__PROBLEM TO SOLVE__: From the entries below, extract every line that contains the string "cloud", treating uppercase and lowercase letters as distinct.

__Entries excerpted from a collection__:
++++++++++++++++++++

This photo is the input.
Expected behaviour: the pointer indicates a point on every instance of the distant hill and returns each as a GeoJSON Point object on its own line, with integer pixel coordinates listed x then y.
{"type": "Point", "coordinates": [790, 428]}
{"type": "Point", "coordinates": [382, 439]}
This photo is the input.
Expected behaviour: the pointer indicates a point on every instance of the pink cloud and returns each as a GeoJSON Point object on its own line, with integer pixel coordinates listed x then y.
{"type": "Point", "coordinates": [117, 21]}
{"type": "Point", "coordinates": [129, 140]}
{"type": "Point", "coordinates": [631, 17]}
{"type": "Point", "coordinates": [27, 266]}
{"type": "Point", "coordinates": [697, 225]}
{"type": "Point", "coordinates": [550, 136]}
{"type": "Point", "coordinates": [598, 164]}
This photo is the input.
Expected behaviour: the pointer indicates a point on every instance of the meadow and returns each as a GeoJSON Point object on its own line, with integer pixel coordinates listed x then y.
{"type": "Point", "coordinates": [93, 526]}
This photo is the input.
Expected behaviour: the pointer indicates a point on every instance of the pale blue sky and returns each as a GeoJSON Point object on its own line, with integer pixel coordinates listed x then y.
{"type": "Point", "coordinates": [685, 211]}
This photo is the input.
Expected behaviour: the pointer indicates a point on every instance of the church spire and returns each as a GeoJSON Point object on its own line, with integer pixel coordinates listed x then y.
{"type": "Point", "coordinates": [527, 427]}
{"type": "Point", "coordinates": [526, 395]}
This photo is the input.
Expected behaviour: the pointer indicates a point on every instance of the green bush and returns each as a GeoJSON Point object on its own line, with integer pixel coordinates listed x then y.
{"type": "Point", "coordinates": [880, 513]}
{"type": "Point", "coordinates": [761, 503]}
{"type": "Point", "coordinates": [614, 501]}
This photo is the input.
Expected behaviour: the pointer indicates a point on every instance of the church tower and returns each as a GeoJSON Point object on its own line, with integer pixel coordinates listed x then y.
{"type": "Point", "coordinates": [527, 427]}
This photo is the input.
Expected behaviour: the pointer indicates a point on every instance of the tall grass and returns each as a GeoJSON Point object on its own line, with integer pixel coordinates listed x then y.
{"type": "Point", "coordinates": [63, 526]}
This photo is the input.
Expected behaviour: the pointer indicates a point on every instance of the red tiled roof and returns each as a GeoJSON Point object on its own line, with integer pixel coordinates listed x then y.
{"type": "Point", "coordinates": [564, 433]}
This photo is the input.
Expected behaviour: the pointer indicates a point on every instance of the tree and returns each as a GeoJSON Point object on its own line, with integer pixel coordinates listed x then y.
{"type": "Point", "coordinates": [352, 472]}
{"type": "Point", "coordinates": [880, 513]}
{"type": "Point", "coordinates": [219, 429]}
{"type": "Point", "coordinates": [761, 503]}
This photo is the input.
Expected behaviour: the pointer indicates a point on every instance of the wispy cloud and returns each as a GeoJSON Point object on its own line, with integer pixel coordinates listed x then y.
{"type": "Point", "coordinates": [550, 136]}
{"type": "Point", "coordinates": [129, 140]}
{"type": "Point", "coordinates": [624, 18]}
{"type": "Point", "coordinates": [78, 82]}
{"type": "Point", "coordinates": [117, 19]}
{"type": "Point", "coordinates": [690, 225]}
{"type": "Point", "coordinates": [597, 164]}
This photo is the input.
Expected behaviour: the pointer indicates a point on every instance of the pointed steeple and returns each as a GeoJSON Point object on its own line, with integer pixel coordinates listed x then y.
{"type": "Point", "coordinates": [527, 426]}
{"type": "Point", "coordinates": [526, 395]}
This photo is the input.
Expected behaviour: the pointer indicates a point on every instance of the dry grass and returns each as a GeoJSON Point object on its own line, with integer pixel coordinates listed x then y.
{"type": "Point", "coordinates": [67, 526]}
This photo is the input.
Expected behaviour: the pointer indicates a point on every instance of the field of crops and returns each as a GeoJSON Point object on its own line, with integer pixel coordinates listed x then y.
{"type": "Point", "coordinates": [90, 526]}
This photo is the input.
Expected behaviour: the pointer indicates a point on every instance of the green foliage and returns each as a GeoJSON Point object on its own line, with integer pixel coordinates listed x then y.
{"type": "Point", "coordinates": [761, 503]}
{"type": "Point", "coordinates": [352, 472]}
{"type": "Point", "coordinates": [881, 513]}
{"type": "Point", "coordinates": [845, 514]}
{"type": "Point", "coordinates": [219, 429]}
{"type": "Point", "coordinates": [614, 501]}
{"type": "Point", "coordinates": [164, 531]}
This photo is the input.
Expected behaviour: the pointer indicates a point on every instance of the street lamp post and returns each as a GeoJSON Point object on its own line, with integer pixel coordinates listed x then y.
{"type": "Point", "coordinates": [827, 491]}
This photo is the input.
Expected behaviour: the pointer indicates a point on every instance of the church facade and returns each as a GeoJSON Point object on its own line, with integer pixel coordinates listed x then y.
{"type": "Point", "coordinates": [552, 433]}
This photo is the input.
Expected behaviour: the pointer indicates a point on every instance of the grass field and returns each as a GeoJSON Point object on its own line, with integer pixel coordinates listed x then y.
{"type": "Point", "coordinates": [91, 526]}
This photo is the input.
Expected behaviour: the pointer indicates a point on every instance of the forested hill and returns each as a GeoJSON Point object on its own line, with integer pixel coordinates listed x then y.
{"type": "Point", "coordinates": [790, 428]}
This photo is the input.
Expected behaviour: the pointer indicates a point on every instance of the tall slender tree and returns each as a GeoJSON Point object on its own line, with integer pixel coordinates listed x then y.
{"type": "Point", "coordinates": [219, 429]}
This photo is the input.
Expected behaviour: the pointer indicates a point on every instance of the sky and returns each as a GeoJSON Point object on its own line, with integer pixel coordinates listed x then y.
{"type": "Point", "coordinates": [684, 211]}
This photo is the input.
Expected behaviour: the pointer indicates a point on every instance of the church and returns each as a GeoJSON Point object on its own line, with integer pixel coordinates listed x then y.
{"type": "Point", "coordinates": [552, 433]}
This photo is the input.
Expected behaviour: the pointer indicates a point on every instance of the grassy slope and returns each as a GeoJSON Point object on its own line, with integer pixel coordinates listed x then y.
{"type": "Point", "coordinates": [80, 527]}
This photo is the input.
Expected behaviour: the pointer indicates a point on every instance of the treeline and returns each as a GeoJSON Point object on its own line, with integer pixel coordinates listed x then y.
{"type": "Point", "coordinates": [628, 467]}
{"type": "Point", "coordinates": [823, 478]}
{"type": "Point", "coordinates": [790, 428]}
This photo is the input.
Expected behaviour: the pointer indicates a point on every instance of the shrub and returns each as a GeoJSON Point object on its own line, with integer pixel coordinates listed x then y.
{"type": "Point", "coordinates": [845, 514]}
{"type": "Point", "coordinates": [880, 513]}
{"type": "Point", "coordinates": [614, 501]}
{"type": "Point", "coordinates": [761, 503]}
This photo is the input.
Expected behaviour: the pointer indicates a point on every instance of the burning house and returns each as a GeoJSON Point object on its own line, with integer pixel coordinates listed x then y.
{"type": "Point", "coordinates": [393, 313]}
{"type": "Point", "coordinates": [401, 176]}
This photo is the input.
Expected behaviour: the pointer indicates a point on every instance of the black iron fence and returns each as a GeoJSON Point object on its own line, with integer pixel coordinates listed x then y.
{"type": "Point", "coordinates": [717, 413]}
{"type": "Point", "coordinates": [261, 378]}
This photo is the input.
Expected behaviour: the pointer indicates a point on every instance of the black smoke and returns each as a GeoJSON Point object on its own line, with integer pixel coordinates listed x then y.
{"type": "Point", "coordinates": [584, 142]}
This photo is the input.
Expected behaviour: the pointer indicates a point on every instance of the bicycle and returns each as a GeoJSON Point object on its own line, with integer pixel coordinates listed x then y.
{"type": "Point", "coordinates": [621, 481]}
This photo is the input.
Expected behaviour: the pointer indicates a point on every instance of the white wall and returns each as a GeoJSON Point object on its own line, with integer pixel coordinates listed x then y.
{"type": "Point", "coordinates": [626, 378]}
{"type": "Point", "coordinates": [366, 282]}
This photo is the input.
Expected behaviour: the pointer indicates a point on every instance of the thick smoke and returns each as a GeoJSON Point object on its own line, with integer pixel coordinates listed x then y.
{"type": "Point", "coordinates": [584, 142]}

++++++++++++++++++++

__FULL ANSWER__:
Expected behaviour: the pointer indicates a point on every instance of the pink cloud and returns each as a GeoJSON Point object on its own line, with integer pixel coordinates listed x then y.
Expected behaviour: the pointer indicates a point on every instance of the wispy cloud and returns each as a GeoJSON Point object on its own line, with integer pixel coordinates listed x then y.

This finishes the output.